§ **Dataset records**:
--- BEGIN ---

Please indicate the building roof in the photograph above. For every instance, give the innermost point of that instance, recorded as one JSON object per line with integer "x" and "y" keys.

--- END ---
--- BEGIN ---

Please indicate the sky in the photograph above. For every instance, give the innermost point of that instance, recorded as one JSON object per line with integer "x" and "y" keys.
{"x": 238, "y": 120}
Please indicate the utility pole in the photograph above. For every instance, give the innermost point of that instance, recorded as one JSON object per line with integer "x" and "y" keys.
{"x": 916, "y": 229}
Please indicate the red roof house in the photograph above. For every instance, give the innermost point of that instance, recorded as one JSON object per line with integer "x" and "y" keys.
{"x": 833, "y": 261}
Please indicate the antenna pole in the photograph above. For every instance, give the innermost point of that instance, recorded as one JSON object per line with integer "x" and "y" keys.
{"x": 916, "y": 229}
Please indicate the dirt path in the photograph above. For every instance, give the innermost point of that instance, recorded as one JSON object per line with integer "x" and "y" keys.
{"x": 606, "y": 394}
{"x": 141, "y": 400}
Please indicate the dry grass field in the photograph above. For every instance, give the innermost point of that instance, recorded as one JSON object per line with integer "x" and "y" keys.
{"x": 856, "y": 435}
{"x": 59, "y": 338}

--- END ---
--- BEGIN ---

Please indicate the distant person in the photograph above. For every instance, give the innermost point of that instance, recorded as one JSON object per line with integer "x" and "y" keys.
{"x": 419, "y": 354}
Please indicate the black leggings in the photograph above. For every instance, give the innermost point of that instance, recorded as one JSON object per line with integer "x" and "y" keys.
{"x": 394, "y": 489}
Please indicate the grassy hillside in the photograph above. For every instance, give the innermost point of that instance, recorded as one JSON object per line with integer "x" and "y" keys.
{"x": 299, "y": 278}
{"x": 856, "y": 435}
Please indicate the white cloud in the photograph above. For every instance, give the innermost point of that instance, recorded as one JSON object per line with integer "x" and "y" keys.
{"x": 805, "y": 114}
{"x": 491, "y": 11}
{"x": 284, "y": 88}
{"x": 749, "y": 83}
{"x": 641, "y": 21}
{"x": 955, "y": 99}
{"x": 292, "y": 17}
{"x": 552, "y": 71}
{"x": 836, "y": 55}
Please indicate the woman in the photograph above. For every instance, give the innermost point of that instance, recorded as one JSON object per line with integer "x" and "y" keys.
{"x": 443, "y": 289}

--- END ---

§ **Stated exercise**:
State how many lines of the data above contain the string "roof", treating uppercase and lowercase letters as distinct. Reply with the number alone.

§ **Exercise response**:
2